* _Exercise input_:
[start]

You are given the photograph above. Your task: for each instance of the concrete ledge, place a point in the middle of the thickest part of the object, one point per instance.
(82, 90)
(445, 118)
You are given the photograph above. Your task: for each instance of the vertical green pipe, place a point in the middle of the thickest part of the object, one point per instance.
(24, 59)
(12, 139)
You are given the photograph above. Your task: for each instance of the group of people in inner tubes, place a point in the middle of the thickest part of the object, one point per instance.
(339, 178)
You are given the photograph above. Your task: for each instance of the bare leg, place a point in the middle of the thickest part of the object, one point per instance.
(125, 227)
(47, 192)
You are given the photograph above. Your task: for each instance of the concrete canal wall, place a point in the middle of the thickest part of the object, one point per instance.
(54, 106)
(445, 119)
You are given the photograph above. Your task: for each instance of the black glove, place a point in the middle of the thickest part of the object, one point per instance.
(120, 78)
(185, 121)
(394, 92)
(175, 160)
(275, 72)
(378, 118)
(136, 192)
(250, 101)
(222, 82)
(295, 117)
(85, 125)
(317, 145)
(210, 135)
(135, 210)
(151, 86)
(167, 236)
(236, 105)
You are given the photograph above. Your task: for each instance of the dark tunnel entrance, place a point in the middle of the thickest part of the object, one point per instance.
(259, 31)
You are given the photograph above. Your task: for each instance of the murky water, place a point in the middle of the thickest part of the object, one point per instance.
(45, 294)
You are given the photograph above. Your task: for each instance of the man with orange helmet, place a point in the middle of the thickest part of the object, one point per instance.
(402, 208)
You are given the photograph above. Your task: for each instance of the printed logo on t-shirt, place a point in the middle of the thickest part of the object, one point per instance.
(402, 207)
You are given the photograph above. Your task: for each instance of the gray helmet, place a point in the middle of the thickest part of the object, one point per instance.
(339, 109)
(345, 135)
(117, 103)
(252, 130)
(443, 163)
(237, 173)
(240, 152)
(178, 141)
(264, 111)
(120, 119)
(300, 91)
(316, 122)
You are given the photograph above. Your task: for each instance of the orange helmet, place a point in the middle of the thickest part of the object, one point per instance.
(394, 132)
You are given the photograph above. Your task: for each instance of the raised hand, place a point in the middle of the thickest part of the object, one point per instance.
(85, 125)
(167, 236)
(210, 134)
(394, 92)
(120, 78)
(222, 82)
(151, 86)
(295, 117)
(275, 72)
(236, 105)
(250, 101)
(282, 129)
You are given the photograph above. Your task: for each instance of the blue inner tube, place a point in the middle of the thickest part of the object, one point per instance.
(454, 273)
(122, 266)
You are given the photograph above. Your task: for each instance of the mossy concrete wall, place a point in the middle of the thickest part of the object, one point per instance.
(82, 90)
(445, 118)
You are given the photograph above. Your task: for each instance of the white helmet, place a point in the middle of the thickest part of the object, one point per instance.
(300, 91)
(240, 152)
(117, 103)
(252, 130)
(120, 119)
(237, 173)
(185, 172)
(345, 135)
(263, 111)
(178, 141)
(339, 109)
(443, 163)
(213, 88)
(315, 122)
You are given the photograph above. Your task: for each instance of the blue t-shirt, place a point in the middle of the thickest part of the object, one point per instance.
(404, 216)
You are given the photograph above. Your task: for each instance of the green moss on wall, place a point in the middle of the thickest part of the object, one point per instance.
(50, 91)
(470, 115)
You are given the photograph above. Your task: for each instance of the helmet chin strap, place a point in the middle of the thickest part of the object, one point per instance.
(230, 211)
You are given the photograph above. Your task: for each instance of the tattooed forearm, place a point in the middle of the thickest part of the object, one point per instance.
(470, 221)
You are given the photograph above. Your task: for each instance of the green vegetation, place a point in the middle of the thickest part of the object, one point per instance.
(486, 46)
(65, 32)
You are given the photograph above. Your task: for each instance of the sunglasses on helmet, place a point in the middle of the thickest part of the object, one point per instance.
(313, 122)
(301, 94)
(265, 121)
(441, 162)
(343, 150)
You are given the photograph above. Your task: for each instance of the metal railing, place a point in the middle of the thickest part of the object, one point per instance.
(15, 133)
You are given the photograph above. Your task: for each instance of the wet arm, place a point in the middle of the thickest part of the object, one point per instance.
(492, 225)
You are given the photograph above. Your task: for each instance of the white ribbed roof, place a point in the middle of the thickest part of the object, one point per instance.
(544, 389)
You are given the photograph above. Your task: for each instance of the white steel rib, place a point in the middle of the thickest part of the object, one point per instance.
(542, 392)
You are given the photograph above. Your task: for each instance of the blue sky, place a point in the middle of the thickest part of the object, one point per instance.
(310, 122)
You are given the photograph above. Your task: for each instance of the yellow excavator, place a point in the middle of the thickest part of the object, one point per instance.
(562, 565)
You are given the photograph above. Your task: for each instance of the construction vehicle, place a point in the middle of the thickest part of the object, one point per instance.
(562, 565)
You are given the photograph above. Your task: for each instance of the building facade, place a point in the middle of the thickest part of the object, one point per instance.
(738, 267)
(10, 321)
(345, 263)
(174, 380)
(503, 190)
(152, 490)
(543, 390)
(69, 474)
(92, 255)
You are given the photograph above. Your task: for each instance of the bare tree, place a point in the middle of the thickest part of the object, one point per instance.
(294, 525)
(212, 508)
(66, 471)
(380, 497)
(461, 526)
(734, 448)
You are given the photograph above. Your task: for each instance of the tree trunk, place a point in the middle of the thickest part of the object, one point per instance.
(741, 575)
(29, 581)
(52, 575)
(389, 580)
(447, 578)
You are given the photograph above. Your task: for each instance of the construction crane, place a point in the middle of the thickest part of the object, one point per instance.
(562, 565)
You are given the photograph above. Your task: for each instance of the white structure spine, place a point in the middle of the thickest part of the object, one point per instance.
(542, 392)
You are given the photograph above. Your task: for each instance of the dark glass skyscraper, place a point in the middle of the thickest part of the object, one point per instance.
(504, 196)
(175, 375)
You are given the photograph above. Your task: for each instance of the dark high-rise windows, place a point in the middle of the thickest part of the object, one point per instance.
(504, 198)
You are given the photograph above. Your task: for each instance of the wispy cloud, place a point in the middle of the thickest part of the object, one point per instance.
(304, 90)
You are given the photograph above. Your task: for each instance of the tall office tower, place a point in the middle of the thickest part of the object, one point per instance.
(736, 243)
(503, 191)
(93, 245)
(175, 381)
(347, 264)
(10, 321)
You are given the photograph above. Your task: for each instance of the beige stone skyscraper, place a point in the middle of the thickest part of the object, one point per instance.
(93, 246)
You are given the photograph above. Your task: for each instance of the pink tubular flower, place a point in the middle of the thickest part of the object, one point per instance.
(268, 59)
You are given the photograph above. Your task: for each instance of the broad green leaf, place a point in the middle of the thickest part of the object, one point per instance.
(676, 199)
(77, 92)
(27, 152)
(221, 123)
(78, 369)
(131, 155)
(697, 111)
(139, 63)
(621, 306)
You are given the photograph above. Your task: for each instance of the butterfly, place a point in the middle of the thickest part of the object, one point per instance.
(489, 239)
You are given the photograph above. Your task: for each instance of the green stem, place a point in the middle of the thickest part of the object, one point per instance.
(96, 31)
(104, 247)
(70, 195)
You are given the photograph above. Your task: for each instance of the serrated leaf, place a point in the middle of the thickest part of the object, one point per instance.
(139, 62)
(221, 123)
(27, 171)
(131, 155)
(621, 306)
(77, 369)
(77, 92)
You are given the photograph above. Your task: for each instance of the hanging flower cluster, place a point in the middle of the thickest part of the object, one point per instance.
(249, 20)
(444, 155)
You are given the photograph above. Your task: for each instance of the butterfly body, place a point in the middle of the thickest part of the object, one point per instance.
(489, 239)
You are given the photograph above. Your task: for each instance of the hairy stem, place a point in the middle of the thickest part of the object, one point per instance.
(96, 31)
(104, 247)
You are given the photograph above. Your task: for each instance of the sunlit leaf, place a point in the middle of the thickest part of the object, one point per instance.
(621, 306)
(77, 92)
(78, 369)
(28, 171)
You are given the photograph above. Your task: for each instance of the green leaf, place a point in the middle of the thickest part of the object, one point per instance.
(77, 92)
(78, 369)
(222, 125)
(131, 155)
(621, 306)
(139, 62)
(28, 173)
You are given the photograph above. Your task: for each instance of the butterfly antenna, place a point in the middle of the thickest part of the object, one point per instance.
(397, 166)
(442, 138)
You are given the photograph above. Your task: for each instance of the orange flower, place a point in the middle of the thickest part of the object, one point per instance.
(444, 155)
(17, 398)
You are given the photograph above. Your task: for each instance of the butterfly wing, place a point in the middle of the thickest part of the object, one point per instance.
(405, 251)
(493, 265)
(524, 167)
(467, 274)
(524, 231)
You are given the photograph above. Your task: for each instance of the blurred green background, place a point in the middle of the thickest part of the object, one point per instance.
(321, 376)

[end]

* _Set task_: In the listing above, find the line with "butterfly body, place" and set down that line and all after it exactly, through the final line.

* _Answer for the task_:
You are given the photograph above. Your task: for each instance of the butterfly body, place a point in the middle of the thickest part of the object, one point per instance.
(489, 239)
You are given the photograph above. Your task: for each instance of the hairy stem, place a point in the middle of the thickest part of the object, one point per instance.
(96, 31)
(104, 247)
You are given the photograph above. Your task: for each instance of the sunlit leaf, place a point in the middle of the thickest part of the object, one point per instance.
(621, 306)
(77, 92)
(78, 369)
(28, 171)
You are given the photograph above. Your task: for each instance of the green leaf, place a point in the middle of the thickest part of the object, one point per instance.
(77, 92)
(78, 369)
(222, 125)
(131, 155)
(621, 306)
(139, 62)
(28, 173)
You are given the photograph above. Your task: for each instance of the butterfly antenna, place a point in the middle of the thickest part of the object, one point per instance.
(397, 166)
(442, 138)
You are given the photograph above. Your task: for each instance of the orange flower, place a point in the middle of the thickest part of the object, one point per instance.
(444, 155)
(17, 398)
You are given the photograph above. Your task: for each instance of the butterfly wing, place a point in the middle of the thickest part of the object, one point per instance.
(405, 251)
(493, 265)
(524, 167)
(467, 274)
(524, 231)
You are given the photograph above. Your task: for each instance of the blurred green background, place a point in the middle of the thickest part of the object, one point per instance.
(321, 376)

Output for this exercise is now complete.